§ **Data**:
· · · · ·

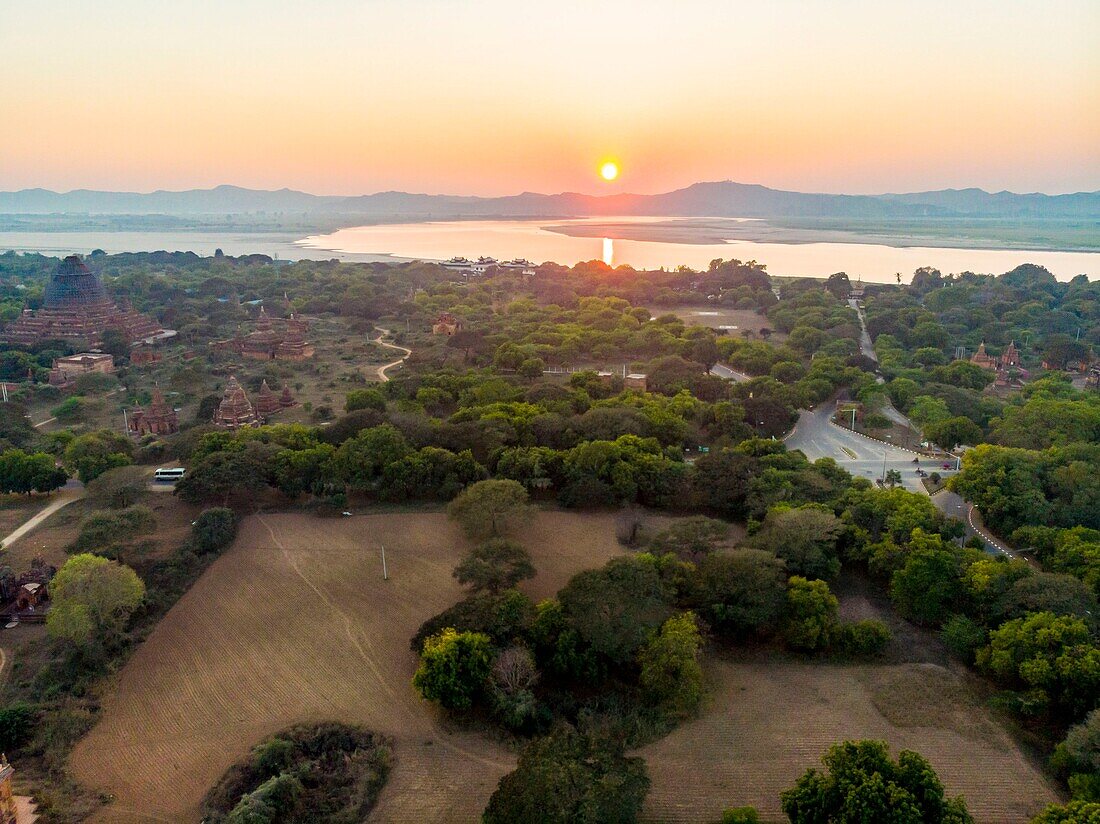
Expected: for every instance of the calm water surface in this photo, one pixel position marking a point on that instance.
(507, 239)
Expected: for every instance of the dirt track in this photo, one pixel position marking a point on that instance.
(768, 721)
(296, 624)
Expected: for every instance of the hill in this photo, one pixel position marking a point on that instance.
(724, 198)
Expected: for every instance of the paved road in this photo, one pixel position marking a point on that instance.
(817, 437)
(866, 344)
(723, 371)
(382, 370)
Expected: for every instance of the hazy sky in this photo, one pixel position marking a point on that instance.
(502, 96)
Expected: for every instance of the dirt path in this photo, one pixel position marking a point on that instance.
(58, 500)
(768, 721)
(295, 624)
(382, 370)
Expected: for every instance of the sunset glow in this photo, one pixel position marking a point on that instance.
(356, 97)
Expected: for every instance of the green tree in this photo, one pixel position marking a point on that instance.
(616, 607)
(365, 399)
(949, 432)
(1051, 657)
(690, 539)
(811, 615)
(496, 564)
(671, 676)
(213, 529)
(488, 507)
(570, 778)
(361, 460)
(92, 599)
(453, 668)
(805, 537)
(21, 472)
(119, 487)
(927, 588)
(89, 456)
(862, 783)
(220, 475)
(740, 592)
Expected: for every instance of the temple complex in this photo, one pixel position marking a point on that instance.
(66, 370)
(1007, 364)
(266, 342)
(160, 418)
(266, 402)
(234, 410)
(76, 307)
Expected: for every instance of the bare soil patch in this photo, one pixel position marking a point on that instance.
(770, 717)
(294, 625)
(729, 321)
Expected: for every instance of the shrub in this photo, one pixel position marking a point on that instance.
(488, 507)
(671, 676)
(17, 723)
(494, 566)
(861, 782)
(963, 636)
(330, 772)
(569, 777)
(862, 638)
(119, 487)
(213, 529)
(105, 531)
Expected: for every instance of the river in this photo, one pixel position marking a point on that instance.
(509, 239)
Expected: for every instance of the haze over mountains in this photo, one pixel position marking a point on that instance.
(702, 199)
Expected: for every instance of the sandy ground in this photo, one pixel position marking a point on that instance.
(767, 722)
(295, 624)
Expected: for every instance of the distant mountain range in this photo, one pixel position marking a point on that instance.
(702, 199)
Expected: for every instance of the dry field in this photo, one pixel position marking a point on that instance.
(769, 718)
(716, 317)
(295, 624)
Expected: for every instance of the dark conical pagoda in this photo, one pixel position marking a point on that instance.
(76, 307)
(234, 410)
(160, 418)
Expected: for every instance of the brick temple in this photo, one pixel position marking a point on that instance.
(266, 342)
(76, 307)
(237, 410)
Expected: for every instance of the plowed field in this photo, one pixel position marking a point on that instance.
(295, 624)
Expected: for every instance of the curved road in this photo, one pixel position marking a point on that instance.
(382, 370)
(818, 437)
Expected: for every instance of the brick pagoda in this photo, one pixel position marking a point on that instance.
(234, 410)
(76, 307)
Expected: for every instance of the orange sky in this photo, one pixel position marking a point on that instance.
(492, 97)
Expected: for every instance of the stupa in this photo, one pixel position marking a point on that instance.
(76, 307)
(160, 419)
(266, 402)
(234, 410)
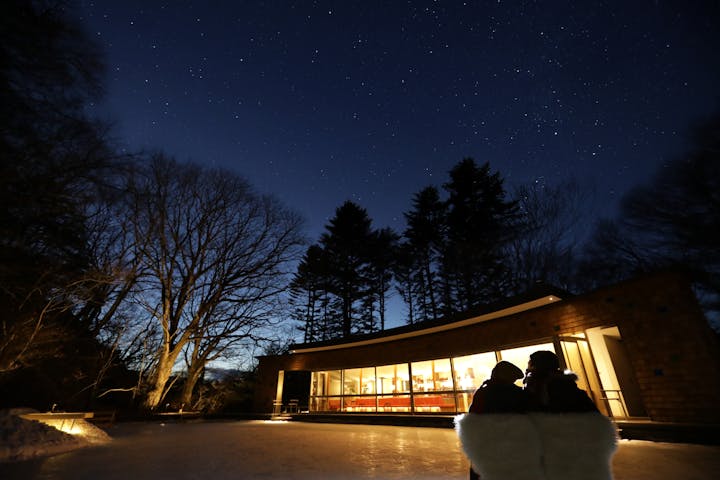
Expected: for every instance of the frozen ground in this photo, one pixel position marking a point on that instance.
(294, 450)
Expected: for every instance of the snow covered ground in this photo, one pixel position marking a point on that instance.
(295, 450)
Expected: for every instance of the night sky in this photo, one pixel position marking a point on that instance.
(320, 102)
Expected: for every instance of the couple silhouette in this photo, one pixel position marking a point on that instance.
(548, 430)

· · · · ·

§ **Task prompt**: Output a verbatim copy of the entries and skip the pictures.

§ **Response**:
Expected: for every instance of the calm water surface in this photo, one pixel position marking a point on that instance.
(507, 239)
Expected: for every instance of the dirt track in this photo, one pixel position marking a point on that instance.
(768, 721)
(296, 624)
Expected: for every instance of the hill in this photo, one pixel position marking a point on that instance.
(724, 198)
Expected: for every instance of the paved road in this photo, one pixel position marking a point on that instance.
(817, 437)
(866, 344)
(723, 371)
(382, 370)
Expected: for every instance of the hazy sky in this photo, one pixel position marking a point on that instance.
(502, 96)
Expected: for every instance of the dirt path in this photo, one pixel position marking a point on that instance.
(58, 500)
(768, 721)
(295, 624)
(382, 370)
Expected: for every instance of the sunset glow in this photo, one pixel position marking a point on that instance.
(356, 97)
Expected: for every instance of the green tree in this photo, one pixel position marking a point on that instance.
(616, 607)
(365, 399)
(949, 432)
(1051, 657)
(690, 539)
(811, 615)
(496, 564)
(671, 676)
(213, 529)
(488, 507)
(570, 778)
(361, 460)
(92, 599)
(453, 668)
(805, 537)
(21, 472)
(119, 487)
(927, 588)
(89, 456)
(862, 783)
(220, 475)
(740, 592)
Expected: for every instance of the temple complex in this photo, one pixel position marking a point on that instance.
(66, 370)
(1007, 364)
(266, 342)
(160, 418)
(266, 402)
(234, 410)
(76, 307)
Expected: for every instance of the bare soil patch in this photo, one pixel position marking a point on that instance.
(770, 717)
(294, 625)
(729, 321)
Expected: for every instance of the shrub in this photo, one pixel position marking a point on that instance.
(488, 507)
(671, 676)
(17, 723)
(494, 566)
(861, 782)
(963, 636)
(330, 772)
(569, 777)
(862, 638)
(119, 487)
(213, 529)
(105, 531)
Expected: for every instance of the river in this photo, one pixel position marking a point on that instance.
(509, 239)
Expected: for every instance of the haze over mountains in this photo, one pixel position marking a point on that instance.
(702, 199)
Expected: for every instance of the sandy ground in this photo, one pixel position marking a point on that instance.
(767, 722)
(295, 624)
Expected: for every instance of the distant mountain range in this photo, one pixel position marking a point on that instance.
(702, 199)
Expected: for every instance of the dry field in this photo, one pixel position marking a point on that instance.
(769, 718)
(716, 317)
(295, 624)
Expected: for every instance of the dark conical pagoda in this photo, one pixel position marking a point on that instance.
(76, 307)
(234, 410)
(160, 418)
Expected: for every instance of the brick temple in this photo, one pixel position marking a point on that instance.
(266, 342)
(76, 307)
(237, 410)
Expected: for every instance of the plowed field in this photo, one pixel position marking a point on that instance.
(295, 624)
Expected: for every instance of the curved road in this photo, one pixel position marking a point on that instance.
(382, 370)
(818, 437)
Expected: for every instance of the brick pagoda in this photo, one pixel position marking a point on that instance.
(234, 410)
(76, 307)
Expected: for every instance of the orange sky in this photo, one pixel position marking a point on that instance.
(492, 97)
Expected: for every instance of the stupa in this photo, one pixel position marking a point on that instance.
(76, 307)
(160, 419)
(266, 402)
(234, 410)
Expected: for every instance of the frozen ground in this photo, one pixel position marking a point on that instance.
(294, 450)
Expected: for every instance of the snow covered ground in this photo, one pixel position marking a point on that instance.
(295, 450)
Expected: for every instance of the night sky in this photo, one pixel position marking a point on that instance.
(320, 102)
Expected: for every instance of the couple silhouette in this photo, one pixel position marking a point on that instance.
(548, 430)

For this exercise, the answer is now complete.